## Written task
Output, unchanged, the stretch of the cpNameReport() documentation below that opens with the words containing "outFile = open(BY_FULL_NAME_FILE, 'w')" and closes with "outRow(tbody, fullMap[key])".

Next / Previous / Contents / Shipman's homepage

7.13. indexer: cpNameReport()

indexer
# - - -   c p N a m e R e p o r t

def cpNameReport(uniData, entSetNames):
    '''Produce the index by code point full name.

      [ (uniData is a unidata.UniData instance) and
        (entSetNames is a set of entity set names) ->
          file by-full.dbk  :=  a DocBook tbody element containing
              an index of that entity group by entity name ]
    '''

Because there are often multiple entities for the same code point, we will store the UniEntity instances of interest in a dictionary whose keys are a 2-tuple containing the major key (the code point's full name) and the minor key (the entity name, capitalized). Thus when we extracted the values sorted by key, they will be in the desired report order.

indexer
    #-- 1
    # [ tbody  :=  a new, empty tbody et.Element
    #   outFile  :=  a new, empty file named BY_FULL_NAME_FILE
    #   fullMap  :=  a dictionary whose keys are tuples (F, E) where
    #       F is a uniChar.fullName of an entity that is in entSetNames
    #       and E is the uppercased UniEntity.id for that entity,
    #       and each related value is the UniEntity instance ]
    tbody = E.tbody()
    outFile = open(BY_FULL_NAME_FILE, 'w')
    fullMap = {}
    for uniChar in uniData.genChars():
        for uniEnt in uniChar.genEnts():
            if uniEnt.setName in entSetNames:
                fullMap[(uniChar.fullName, uniEnt.id.upper())] = uniEnt

    #-- 2
    # [ tbody  +:=  rows representing the values of fullMap in
    #               ascending order by key ]
    for key in sorted(fullMap):
        outRow(tbody, fullMap[key])

    #-- 3
    # [ outFile  +:=  tbody, serialized as XML ]
    outFile.write(et.tostring(tbody, pretty_print=True))
    outFile.close()

## Source excerpt
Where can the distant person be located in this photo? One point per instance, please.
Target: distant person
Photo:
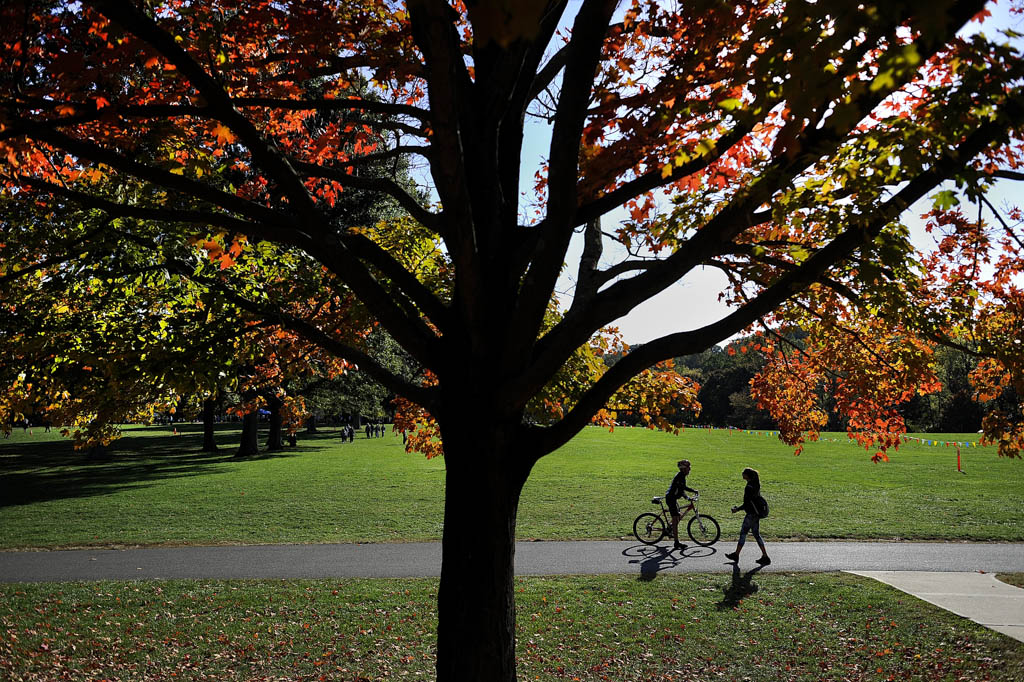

## The output
outFile = open(BY_FULL_NAME_FILE, 'w')
    fullMap = {}
    for uniChar in uniData.genChars():
        for uniEnt in uniChar.genEnts():
            if uniEnt.setName in entSetNames:
                fullMap[(uniChar.fullName, uniEnt.id.upper())] = uniEnt

    #-- 2
    # [ tbody  +:=  rows representing the values of fullMap in
    #               ascending order by key ]
    for key in sorted(fullMap):
        outRow(tbody, fullMap[key])